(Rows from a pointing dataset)
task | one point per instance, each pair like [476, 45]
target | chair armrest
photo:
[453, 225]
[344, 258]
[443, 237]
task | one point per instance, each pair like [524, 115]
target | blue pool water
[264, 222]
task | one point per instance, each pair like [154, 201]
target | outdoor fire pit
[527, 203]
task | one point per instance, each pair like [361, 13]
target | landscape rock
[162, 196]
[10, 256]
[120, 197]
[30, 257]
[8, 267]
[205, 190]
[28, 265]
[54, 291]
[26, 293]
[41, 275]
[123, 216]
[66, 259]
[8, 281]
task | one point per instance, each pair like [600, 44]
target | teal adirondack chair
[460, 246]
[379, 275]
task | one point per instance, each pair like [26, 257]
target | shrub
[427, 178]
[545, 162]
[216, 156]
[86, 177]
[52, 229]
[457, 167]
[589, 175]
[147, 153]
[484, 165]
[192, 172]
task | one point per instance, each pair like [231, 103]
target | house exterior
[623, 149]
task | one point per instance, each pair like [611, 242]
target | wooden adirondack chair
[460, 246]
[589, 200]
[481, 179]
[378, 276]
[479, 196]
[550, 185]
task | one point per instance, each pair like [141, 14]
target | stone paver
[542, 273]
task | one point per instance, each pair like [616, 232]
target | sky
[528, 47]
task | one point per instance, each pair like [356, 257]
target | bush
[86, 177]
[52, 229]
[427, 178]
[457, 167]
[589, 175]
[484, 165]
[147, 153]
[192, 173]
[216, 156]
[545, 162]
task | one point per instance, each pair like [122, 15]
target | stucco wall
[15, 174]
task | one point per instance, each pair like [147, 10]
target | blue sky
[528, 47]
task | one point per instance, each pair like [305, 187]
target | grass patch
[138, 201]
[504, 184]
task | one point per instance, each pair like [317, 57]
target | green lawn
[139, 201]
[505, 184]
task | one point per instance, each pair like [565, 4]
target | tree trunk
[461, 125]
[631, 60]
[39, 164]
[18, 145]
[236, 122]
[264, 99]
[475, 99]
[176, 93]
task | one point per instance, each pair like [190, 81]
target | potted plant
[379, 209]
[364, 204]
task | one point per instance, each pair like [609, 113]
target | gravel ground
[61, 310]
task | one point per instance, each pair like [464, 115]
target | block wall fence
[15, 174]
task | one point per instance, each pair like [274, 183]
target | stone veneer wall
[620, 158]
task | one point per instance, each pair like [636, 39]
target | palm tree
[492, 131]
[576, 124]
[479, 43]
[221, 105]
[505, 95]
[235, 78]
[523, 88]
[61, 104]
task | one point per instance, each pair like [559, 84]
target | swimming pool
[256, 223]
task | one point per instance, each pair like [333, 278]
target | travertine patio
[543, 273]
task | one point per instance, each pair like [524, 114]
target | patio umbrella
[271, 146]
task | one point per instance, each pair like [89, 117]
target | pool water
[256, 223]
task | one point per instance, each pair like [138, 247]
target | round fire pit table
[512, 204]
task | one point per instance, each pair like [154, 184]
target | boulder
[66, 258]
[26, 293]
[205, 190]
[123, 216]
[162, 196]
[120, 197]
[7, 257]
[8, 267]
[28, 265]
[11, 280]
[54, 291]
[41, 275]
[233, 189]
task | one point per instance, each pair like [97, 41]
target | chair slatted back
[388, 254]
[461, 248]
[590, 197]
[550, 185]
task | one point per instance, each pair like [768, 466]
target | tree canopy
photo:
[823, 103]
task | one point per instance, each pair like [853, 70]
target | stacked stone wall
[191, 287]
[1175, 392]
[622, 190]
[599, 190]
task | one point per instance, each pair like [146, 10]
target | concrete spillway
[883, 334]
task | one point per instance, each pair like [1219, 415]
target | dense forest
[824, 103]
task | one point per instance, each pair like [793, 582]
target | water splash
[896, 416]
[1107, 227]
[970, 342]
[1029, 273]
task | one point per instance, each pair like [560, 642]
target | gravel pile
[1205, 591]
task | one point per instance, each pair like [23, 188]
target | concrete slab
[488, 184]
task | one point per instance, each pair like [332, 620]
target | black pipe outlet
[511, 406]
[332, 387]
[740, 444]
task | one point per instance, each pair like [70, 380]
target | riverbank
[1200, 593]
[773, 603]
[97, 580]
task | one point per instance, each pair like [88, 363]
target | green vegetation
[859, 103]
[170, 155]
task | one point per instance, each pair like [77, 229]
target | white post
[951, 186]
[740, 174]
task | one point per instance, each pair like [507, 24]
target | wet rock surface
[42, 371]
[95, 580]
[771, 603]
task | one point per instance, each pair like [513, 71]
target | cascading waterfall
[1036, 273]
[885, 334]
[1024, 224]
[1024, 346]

• [Set exercise]: Rewrite the stretch from the line containing "task | one point per instance, each pair like [513, 71]" through the end of the records, raising every coordinate in the answer points by 127 and leaving all other lines as they are.

• [Written response]:
task | one point per instance, each pair like [513, 71]
target | cascading waterfall
[1163, 400]
[1012, 461]
[1151, 351]
[1151, 473]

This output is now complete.